§ **TASK ITEM**
Retype each entry below exactly. Do not carry any image over.

§ **RECORD SET**
<<<<
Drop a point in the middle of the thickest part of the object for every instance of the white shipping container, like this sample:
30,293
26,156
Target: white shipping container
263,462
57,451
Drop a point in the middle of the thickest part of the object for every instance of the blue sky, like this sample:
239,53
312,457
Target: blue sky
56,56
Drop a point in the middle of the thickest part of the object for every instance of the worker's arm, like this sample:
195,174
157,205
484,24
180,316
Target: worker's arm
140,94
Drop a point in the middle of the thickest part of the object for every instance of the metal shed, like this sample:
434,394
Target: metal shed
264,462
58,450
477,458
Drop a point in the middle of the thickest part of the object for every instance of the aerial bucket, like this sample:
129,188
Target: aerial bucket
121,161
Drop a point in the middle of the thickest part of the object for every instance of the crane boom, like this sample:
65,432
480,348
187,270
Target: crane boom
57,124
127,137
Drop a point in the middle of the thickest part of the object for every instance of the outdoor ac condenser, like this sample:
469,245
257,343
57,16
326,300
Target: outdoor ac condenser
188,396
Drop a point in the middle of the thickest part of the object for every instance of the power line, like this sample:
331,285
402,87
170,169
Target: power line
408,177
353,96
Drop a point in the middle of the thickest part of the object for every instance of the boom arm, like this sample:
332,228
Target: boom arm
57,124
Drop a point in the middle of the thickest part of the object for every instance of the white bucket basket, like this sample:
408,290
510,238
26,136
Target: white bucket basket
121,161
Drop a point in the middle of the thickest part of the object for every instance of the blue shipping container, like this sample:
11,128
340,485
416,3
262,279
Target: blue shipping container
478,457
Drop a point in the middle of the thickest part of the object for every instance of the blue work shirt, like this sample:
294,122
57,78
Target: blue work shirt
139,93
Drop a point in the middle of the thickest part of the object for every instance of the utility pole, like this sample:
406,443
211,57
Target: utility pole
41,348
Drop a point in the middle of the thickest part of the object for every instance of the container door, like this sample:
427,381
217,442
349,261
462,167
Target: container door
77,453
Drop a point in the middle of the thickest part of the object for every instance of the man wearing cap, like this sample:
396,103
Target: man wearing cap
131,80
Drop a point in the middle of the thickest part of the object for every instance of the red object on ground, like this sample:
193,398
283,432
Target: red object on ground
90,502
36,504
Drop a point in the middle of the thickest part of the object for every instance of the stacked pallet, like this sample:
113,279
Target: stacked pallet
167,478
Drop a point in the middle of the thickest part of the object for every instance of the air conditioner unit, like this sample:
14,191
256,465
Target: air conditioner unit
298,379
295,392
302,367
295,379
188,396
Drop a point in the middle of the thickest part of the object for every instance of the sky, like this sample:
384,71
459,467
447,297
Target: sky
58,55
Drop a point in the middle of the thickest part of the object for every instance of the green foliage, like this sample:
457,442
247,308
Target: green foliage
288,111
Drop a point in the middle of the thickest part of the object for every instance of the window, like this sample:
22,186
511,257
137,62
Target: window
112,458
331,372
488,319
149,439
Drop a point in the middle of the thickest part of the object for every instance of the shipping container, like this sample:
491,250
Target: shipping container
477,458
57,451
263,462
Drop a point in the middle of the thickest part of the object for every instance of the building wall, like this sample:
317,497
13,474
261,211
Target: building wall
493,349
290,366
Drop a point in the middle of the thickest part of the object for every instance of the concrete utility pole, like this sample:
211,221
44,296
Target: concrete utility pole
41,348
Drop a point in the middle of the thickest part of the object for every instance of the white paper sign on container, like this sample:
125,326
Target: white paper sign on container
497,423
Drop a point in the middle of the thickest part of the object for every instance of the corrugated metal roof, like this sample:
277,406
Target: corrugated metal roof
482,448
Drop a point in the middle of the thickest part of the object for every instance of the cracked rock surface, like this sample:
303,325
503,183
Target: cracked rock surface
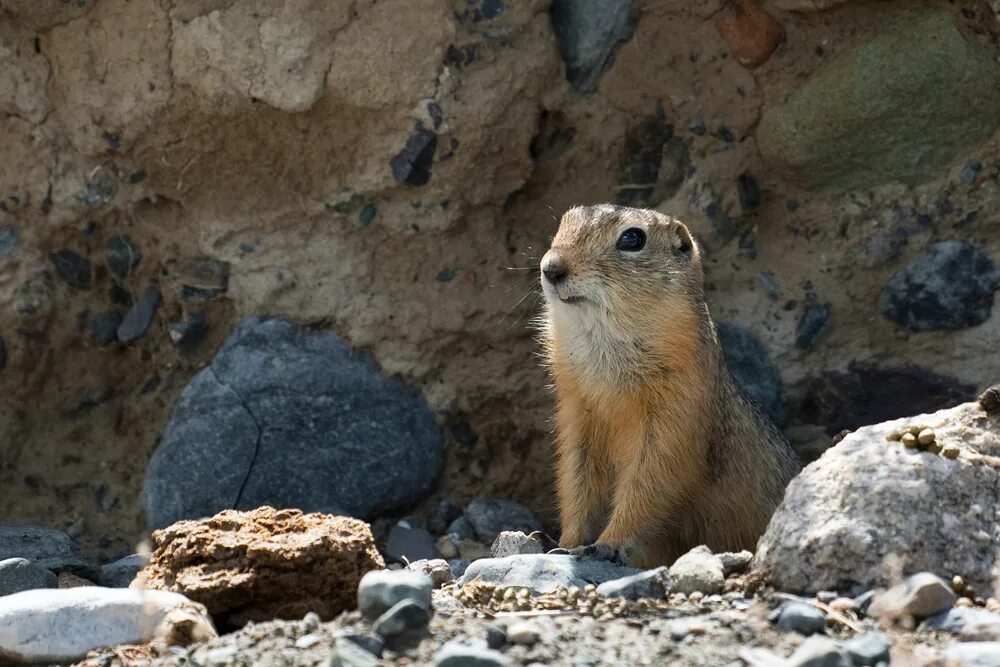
292,419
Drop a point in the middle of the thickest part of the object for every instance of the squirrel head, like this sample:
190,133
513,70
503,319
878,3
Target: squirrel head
619,262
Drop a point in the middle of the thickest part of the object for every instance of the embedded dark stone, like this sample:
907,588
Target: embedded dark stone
72,267
412,165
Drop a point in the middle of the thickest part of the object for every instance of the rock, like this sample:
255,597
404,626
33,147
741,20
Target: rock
410,543
867,498
652,584
819,651
491,516
751,366
735,562
412,165
437,569
588,32
970,624
843,131
403,623
264,564
524,633
347,653
457,654
381,589
868,394
121,255
513,543
73,268
292,419
20,574
698,570
811,325
443,514
543,573
187,333
103,327
140,316
868,649
752,33
949,287
9,238
123,571
920,595
800,617
462,529
47,548
972,654
60,626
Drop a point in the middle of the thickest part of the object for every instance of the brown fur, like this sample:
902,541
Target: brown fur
657,448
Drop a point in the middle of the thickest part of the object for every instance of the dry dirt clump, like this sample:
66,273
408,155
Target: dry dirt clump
264,564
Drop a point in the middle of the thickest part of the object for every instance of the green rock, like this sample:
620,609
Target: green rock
900,108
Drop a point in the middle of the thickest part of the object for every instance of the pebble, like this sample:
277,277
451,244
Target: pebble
698,570
21,574
525,634
140,316
513,543
652,584
408,543
800,617
920,595
379,590
437,569
491,516
456,654
406,620
868,648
>>>>
§ **TASK OUTPUT**
Drop a point in the middle of the thickest part of the object for every instance of the white shipping container, like this sample:
30,293
26,156
Target: white shipping container
263,462
57,451
Drop a point in the middle of the thickest part of the object for every instance of the blue sky, like this sample:
239,53
312,457
Target: blue sky
56,56
Drop a point in the middle of the thickest part of the object for every instance of the worker's arm, like this sample:
195,174
157,205
484,24
180,316
Target: worker's arm
140,94
Drop a point in the middle of the thickest part of the object for every instance of the metal shed, like this sample:
434,394
Target: metal shed
264,462
58,450
477,458
Drop a point in the middle of the thickest part of the object for every instance of the aerial bucket, like this sample:
129,188
Target: aerial bucket
121,161
Drop a point in the middle of the thickest part of the object for every instance of the crane boom, like this sample:
65,432
480,348
187,270
Target: crane boom
57,124
127,137
Drop a point in the middle of the thickest part of the object for every instance of the outdoor ac condenser, like this sample:
469,245
257,343
57,16
326,300
Target: outdoor ac condenser
188,396
Drop a point in the middle of the thickest part of the object for every instance of the power line, like this sample:
331,285
402,87
170,169
Target: power line
408,177
353,96
Drop a point in the middle of the thickest part of the object for every instance of the boom arm, like this sample:
332,228
Target: boom arm
57,124
Drop a point in the middle of the thickest part of the object for every instance of the white bucket basket, like this sample:
408,290
510,238
26,136
Target: white bucket basket
121,161
Drop a point in the middle of the thickest part of the object for every instance of the blue shipping container, like this sample:
11,128
340,485
416,3
262,279
Target: blue shipping container
478,457
Drop a point in the middle of the thickest part of the object for every instance of the blue work shirt, like this sample:
294,122
57,78
Target: blue work shirt
139,93
Drop a point in the middle of the thickest part of the object for every instance of the utility pole, like this sample:
406,443
211,57
Target: utility pole
41,348
Drop a point in the middle of the thickest part of the object for every instance of the container door, like this sample:
427,381
217,442
349,261
462,167
Target: container door
77,453
Drop a point in the middle of the thickest part of the object for every instance of the man wearing cap, like this sample:
396,103
Target: man wearing cap
131,80
Drop a point in the middle of the thickest part of the object for every instance of the red object on ground, like this sample:
193,398
283,432
Target: red object on ground
90,502
36,504
Drop a point in the middle of the thickest part of the object for every instance of the stacked pallet, like this sample:
113,279
Target: stacked pallet
167,478
Drop a point in the middle of the thickest part of the object for every instance of the air conditioner unit, like this sample:
14,191
256,465
Target: air conditioner unit
298,379
295,392
302,367
295,379
188,396
Drop a point in the middle of the thickest part of the object for every instance of the sky, like this sample:
384,71
459,467
447,297
Target: sky
58,55
Drop a point in the middle of the thickest part of the object for every instance of the green foliage, like this sample:
457,442
247,308
Target: green foliage
288,111
Drop a point in the middle of the thickest part of the object for every instance of the window, like this sample:
22,186
511,257
137,62
Target: window
112,458
331,372
488,319
149,439
Drop a point in the middle of the thickest part of the object for every instance of the shipping container, like this sample:
491,250
Target: shipping container
477,458
57,451
263,462
Drop a point in the middle of the thickest part of the object for every instance of the building wall, like this sample:
317,497
13,474
261,211
Target: building wall
493,349
290,366
Drop a point in the middle of the thickest part of the object for every instance of the concrete utility pole, like this sample:
211,221
44,296
Target: concrete utility pole
41,348
Drop a point in the middle of the thickest part of the object for every instance of the white paper sign on container, like this sample:
125,326
Target: white paper sign on container
497,423
Drop a point in the middle of the thickest part of the object for every instance of the corrugated metal roof, like this sample:
277,406
Target: corrugated metal roof
482,448
Drop a point in the middle of the thickest part of the object for every instance of the cracked rock surface, like this sample:
303,325
503,183
Target: cracked rock surface
292,419
Drop a point in the middle of the thickest part of the object for every instance of the squirrel head, like this sample:
190,133
513,70
503,319
878,3
Target: squirrel head
619,262
Drop a point in the middle of the thickest part of the object for every instance of the embedded dark stone, like this sample:
907,588
Target: embedded dark stone
72,267
412,165
Drop a point in the middle of the thickest part of the object for every instance of the rock, like this sample:
255,597
404,626
33,147
741,20
Target: rock
410,543
867,498
652,584
819,651
491,516
751,366
735,562
412,165
437,569
588,32
970,624
843,131
403,623
264,564
524,633
347,653
457,654
381,589
868,394
121,255
513,543
73,268
292,419
20,574
698,570
811,325
443,514
543,573
187,333
103,327
140,316
868,649
752,33
949,287
9,238
123,571
920,595
800,617
462,529
47,548
972,654
60,626
Drop a point in the middle of the thickest part of the object for every instance of the brown fur, like this sample:
902,541
Target: brown fur
657,448
Drop a point in the middle of the thickest part of the object for every instance of the dry dirt clump, like this sample:
66,273
408,155
Target: dry dirt clump
264,564
Drop a point in the middle of the thickest part of the object for every instance of the green rock, like this sample:
620,609
Target: green rock
900,108
Drop a point in the middle of the thickest part of the object for every instance of the pebble, like this sample:
277,277
451,244
Target: pebble
698,570
21,574
525,634
140,316
513,543
652,584
408,543
800,617
920,595
379,590
437,569
491,516
456,654
406,620
868,648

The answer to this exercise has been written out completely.